(Records from a collection)
● ● ● ●

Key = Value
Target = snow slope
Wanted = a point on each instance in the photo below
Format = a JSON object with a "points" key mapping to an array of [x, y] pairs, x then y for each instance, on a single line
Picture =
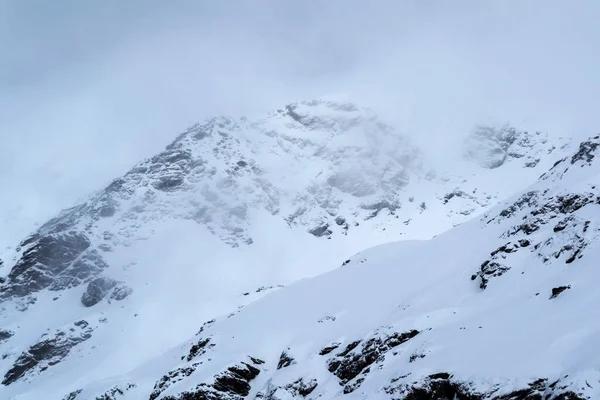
{"points": [[231, 210], [413, 319]]}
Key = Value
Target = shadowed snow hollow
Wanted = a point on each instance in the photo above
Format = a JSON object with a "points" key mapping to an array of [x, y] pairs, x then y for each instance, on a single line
{"points": [[230, 211]]}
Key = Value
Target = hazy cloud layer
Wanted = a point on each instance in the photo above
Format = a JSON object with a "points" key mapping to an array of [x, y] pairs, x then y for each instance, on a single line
{"points": [[88, 88]]}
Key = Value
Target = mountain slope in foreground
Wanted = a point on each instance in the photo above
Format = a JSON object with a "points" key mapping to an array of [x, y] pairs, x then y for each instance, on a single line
{"points": [[227, 213], [502, 307]]}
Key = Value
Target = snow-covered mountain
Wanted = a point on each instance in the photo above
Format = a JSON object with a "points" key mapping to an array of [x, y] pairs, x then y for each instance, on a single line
{"points": [[235, 209]]}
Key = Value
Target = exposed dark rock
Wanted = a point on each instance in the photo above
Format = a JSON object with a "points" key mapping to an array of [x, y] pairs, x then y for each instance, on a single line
{"points": [[101, 287], [329, 349], [492, 268], [5, 335], [97, 290], [348, 364], [442, 386], [285, 360], [48, 351], [171, 378], [377, 207], [236, 379], [302, 388], [199, 349], [586, 152], [322, 230], [73, 395], [558, 290], [455, 193], [56, 261], [115, 392]]}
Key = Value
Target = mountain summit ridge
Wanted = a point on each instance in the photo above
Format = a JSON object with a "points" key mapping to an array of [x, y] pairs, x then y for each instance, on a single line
{"points": [[232, 207]]}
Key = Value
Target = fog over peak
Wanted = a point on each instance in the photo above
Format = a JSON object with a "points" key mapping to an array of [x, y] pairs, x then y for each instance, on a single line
{"points": [[87, 89]]}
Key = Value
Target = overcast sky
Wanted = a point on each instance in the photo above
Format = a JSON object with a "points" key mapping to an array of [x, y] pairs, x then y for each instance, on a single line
{"points": [[87, 88]]}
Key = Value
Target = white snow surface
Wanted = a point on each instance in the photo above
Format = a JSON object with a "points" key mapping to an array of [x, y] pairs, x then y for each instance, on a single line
{"points": [[239, 219]]}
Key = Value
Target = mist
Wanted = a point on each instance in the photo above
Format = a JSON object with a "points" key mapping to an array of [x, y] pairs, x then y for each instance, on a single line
{"points": [[87, 89]]}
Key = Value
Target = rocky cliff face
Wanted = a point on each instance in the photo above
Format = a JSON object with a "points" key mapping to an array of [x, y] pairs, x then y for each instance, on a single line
{"points": [[407, 321], [233, 203]]}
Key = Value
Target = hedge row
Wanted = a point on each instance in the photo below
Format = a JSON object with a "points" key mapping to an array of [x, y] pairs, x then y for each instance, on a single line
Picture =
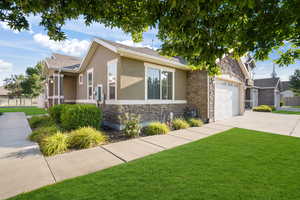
{"points": [[70, 117]]}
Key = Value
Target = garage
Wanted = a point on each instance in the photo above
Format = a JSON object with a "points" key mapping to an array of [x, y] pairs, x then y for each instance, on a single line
{"points": [[227, 102]]}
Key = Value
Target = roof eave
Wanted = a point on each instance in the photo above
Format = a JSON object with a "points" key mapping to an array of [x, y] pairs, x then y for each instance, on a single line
{"points": [[148, 58]]}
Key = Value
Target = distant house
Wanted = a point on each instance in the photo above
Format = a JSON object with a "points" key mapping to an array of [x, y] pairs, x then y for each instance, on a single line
{"points": [[120, 79], [268, 90], [285, 90]]}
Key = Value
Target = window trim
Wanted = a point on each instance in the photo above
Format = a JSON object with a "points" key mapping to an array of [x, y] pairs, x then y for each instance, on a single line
{"points": [[161, 68], [109, 63], [80, 77], [102, 98], [87, 83]]}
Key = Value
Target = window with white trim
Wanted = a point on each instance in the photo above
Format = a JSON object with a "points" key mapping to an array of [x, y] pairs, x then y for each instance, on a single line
{"points": [[80, 79], [159, 84], [112, 80], [90, 84], [99, 93]]}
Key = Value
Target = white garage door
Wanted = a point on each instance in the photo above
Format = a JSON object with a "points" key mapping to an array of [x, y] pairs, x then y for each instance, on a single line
{"points": [[227, 103]]}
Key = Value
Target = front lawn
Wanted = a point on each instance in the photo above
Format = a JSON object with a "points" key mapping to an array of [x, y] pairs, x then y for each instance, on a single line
{"points": [[237, 164], [26, 110], [287, 112]]}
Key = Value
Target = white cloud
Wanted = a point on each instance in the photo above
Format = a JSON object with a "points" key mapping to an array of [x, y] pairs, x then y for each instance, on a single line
{"points": [[5, 67], [72, 47], [4, 25], [131, 43]]}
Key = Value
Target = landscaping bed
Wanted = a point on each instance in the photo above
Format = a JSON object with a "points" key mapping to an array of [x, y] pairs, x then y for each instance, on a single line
{"points": [[233, 165], [26, 110], [71, 127]]}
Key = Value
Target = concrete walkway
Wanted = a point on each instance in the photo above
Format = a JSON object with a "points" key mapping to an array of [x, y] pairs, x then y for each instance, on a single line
{"points": [[24, 168]]}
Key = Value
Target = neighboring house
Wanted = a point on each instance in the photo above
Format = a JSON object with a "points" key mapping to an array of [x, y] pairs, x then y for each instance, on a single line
{"points": [[120, 78], [268, 91], [285, 90], [3, 92]]}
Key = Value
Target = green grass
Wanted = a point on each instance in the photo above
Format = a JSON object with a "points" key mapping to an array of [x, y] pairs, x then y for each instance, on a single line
{"points": [[26, 110], [234, 165], [286, 112]]}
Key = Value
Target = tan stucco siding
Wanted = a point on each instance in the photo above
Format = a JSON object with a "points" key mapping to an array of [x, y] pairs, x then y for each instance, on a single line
{"points": [[180, 84], [131, 79], [99, 64], [69, 87]]}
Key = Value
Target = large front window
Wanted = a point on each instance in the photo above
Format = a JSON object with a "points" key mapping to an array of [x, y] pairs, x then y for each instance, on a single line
{"points": [[160, 84]]}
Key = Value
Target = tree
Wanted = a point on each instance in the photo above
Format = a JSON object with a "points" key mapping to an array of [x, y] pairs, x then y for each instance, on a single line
{"points": [[32, 85], [295, 82], [200, 30], [13, 85]]}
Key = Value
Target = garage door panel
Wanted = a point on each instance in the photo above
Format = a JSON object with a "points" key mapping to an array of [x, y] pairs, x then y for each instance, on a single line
{"points": [[226, 100]]}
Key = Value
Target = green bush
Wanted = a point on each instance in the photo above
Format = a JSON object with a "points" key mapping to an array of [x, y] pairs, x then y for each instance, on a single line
{"points": [[39, 134], [273, 108], [56, 111], [156, 128], [179, 124], [85, 137], [40, 121], [132, 124], [281, 103], [80, 115], [262, 108], [54, 144], [193, 122]]}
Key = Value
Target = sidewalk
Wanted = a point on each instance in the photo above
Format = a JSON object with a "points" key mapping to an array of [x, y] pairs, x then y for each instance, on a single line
{"points": [[24, 168]]}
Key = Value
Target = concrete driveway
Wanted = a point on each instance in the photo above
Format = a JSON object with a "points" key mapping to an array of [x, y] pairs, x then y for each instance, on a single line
{"points": [[283, 124]]}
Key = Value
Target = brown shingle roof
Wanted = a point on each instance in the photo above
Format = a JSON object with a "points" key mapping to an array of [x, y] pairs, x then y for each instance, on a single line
{"points": [[266, 82], [145, 50], [63, 61]]}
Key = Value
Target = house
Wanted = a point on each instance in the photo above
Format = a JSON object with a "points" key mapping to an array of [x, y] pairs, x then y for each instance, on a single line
{"points": [[120, 78], [285, 90], [268, 91], [3, 92]]}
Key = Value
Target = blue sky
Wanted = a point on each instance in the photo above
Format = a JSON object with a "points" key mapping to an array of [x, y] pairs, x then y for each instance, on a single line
{"points": [[19, 50]]}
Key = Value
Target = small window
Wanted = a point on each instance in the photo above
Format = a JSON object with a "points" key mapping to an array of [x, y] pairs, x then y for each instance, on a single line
{"points": [[80, 79], [99, 93], [90, 84], [160, 84], [112, 80]]}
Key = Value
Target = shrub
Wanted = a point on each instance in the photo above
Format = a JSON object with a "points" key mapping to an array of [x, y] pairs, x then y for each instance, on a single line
{"points": [[80, 115], [40, 121], [193, 122], [281, 103], [54, 144], [179, 124], [262, 108], [56, 111], [132, 124], [156, 128], [39, 134], [85, 137], [273, 108]]}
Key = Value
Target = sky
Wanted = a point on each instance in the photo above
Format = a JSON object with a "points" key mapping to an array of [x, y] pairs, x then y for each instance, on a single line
{"points": [[19, 50]]}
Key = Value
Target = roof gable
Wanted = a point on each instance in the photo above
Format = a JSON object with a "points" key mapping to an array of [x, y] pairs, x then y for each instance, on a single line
{"points": [[266, 82]]}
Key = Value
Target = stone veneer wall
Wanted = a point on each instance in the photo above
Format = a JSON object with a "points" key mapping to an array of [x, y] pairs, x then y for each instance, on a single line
{"points": [[148, 113], [197, 92]]}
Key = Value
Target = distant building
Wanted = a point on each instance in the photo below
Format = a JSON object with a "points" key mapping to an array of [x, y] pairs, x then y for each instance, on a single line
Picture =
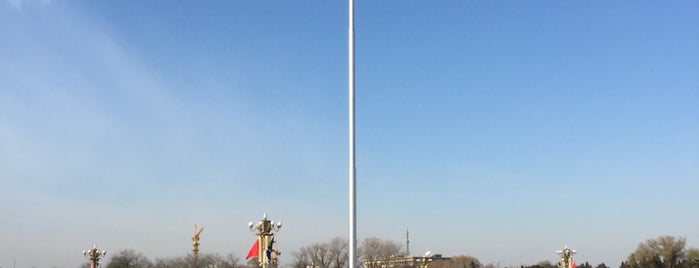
{"points": [[404, 261]]}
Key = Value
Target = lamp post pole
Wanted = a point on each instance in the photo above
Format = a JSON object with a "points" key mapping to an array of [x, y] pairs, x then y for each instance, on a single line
{"points": [[265, 229], [94, 256]]}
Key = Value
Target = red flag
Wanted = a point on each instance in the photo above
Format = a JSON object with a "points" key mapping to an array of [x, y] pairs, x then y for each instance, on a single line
{"points": [[253, 250]]}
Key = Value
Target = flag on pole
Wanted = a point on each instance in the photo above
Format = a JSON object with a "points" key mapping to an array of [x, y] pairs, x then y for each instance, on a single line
{"points": [[253, 250], [270, 249]]}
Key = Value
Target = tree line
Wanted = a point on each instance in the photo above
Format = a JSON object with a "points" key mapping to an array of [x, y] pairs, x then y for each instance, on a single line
{"points": [[661, 252]]}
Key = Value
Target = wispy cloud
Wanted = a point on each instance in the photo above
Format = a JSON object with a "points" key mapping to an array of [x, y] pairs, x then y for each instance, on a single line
{"points": [[20, 4]]}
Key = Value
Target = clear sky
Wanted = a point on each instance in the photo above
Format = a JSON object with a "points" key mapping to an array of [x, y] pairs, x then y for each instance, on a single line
{"points": [[498, 129]]}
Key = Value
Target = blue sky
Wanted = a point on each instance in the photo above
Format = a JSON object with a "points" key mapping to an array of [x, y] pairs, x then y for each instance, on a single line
{"points": [[498, 129]]}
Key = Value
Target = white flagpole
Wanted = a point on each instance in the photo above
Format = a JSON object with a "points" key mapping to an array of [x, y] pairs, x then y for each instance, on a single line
{"points": [[352, 169]]}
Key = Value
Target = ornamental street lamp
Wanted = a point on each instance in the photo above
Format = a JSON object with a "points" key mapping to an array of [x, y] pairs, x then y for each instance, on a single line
{"points": [[94, 256], [195, 243], [265, 229], [566, 257]]}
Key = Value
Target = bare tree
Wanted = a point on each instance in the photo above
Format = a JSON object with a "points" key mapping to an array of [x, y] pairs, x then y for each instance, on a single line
{"points": [[128, 258], [339, 252], [662, 252], [373, 249], [461, 261], [333, 254]]}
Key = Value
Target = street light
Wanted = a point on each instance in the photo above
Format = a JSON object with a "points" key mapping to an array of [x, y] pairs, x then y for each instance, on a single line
{"points": [[94, 255], [566, 256], [265, 229]]}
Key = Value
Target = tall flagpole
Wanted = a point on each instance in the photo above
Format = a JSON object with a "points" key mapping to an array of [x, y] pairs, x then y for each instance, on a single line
{"points": [[352, 169]]}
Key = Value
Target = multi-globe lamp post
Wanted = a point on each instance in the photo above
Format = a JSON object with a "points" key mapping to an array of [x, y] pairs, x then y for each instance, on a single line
{"points": [[94, 256], [265, 229]]}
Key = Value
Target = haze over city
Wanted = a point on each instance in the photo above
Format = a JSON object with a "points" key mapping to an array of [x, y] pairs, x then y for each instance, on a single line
{"points": [[502, 130]]}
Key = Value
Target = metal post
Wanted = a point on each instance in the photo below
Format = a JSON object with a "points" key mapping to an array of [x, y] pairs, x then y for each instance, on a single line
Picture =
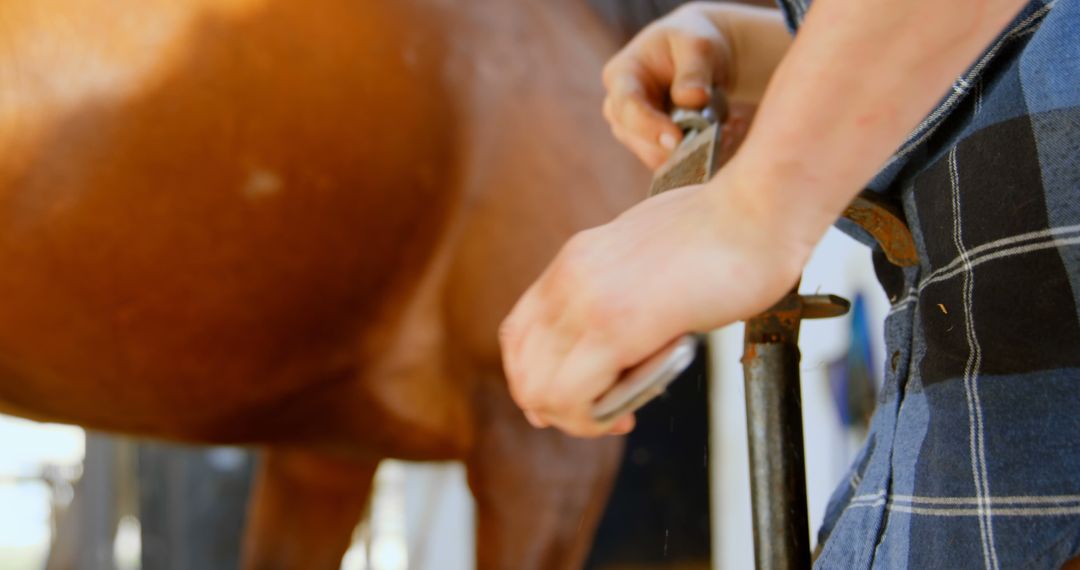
{"points": [[777, 466]]}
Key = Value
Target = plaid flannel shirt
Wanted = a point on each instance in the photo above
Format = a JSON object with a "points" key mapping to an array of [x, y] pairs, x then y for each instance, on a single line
{"points": [[973, 455]]}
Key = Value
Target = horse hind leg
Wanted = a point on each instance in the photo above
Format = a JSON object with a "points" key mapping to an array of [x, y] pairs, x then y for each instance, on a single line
{"points": [[304, 509], [539, 493]]}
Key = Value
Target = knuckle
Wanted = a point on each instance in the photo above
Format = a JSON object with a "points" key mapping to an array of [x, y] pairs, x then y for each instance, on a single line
{"points": [[696, 44]]}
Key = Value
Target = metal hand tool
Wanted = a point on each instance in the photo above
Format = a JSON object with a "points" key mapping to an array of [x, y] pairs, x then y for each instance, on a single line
{"points": [[694, 161]]}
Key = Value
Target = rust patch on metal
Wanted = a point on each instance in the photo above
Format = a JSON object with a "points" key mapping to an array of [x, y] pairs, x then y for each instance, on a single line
{"points": [[887, 225]]}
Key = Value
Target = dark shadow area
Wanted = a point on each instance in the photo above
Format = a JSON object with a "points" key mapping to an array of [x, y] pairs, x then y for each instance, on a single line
{"points": [[658, 516]]}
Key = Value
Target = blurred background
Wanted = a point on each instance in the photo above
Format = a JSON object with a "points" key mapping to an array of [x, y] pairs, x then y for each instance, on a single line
{"points": [[88, 501]]}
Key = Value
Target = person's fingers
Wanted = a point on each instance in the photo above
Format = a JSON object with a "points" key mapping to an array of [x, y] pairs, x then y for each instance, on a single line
{"points": [[623, 425], [630, 108], [585, 371], [693, 59]]}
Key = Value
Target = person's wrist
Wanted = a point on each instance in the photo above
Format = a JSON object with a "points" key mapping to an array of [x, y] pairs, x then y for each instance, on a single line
{"points": [[777, 200]]}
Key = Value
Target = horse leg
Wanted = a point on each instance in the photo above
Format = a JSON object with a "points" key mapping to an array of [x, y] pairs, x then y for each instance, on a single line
{"points": [[304, 509], [539, 493]]}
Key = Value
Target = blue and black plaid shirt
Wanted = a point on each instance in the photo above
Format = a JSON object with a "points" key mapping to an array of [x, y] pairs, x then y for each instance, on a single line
{"points": [[973, 456]]}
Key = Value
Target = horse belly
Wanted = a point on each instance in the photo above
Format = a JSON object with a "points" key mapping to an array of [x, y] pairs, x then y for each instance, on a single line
{"points": [[215, 231]]}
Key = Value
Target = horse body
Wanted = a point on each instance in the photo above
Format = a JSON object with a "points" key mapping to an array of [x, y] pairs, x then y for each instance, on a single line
{"points": [[259, 221]]}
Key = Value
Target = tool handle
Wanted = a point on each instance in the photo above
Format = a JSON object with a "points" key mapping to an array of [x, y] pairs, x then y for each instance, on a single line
{"points": [[636, 387]]}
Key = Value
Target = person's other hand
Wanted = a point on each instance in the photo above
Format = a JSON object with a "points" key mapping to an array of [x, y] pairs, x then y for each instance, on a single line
{"points": [[689, 259], [678, 58]]}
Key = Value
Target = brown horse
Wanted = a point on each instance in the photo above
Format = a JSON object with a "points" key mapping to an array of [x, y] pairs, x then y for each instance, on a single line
{"points": [[298, 225]]}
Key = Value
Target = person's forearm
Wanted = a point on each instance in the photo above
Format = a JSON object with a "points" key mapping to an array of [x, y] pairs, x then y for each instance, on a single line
{"points": [[756, 39], [856, 81]]}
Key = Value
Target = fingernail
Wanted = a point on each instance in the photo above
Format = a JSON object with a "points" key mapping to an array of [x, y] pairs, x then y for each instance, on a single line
{"points": [[535, 420], [692, 83], [667, 140]]}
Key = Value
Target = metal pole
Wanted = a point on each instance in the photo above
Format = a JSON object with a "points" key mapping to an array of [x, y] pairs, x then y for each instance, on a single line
{"points": [[777, 466]]}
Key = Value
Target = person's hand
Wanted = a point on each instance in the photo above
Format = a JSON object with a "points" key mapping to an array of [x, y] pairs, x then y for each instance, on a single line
{"points": [[689, 259], [679, 58]]}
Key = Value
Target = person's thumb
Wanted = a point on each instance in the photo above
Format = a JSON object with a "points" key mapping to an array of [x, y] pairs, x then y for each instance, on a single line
{"points": [[692, 83]]}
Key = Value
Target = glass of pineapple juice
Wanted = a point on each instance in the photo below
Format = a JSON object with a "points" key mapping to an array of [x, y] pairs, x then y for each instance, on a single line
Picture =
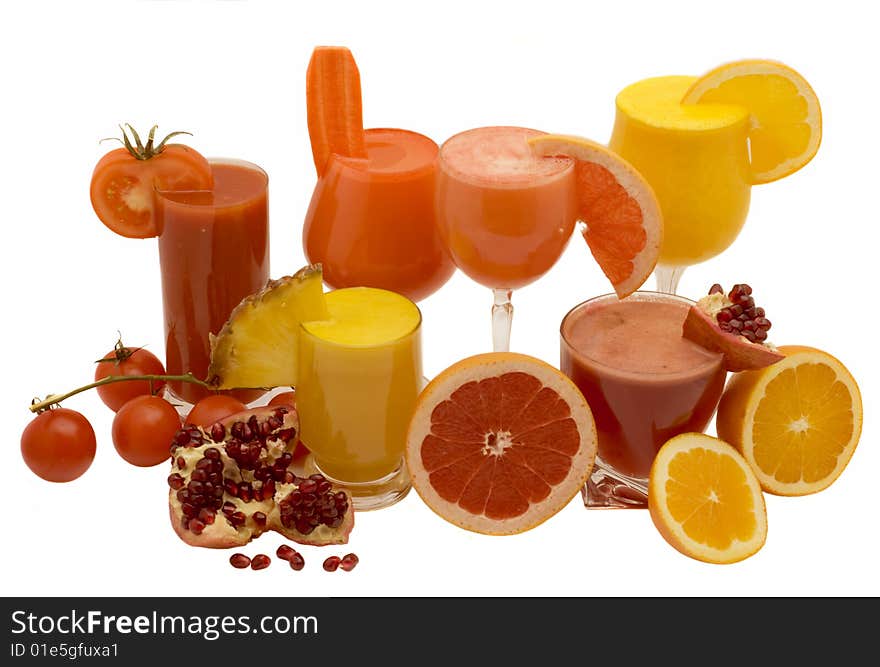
{"points": [[360, 373]]}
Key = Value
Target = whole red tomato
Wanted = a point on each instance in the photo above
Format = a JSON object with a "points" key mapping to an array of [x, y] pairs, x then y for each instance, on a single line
{"points": [[58, 445], [143, 430], [128, 361], [124, 179]]}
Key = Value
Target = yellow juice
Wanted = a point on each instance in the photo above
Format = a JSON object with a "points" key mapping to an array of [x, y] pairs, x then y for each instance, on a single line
{"points": [[696, 157], [360, 373]]}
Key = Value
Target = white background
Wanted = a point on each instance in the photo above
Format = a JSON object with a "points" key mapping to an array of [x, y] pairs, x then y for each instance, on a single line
{"points": [[233, 74]]}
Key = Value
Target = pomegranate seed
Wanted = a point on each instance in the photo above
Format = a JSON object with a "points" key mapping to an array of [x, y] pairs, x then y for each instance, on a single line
{"points": [[297, 562], [240, 561], [260, 562], [285, 552], [348, 562]]}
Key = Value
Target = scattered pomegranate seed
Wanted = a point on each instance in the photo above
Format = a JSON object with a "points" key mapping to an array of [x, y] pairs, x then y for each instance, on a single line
{"points": [[260, 562], [284, 552], [239, 561], [297, 562]]}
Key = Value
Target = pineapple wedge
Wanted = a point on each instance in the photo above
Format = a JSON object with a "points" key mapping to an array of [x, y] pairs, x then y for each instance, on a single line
{"points": [[257, 346]]}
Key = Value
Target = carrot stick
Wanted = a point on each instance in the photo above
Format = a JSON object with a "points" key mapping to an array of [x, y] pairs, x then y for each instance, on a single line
{"points": [[333, 105]]}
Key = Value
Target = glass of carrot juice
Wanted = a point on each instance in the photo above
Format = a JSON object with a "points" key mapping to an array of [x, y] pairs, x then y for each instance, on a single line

● ● ● ●

Collect every line of the listing above that contains the word "metal", copying each line in full. Only matches with the same capitalization count.

• [CORRECT OUTPUT]:
Target = metal post
Target = metal hand tool
Target = rust patch on metal
Target = metal pole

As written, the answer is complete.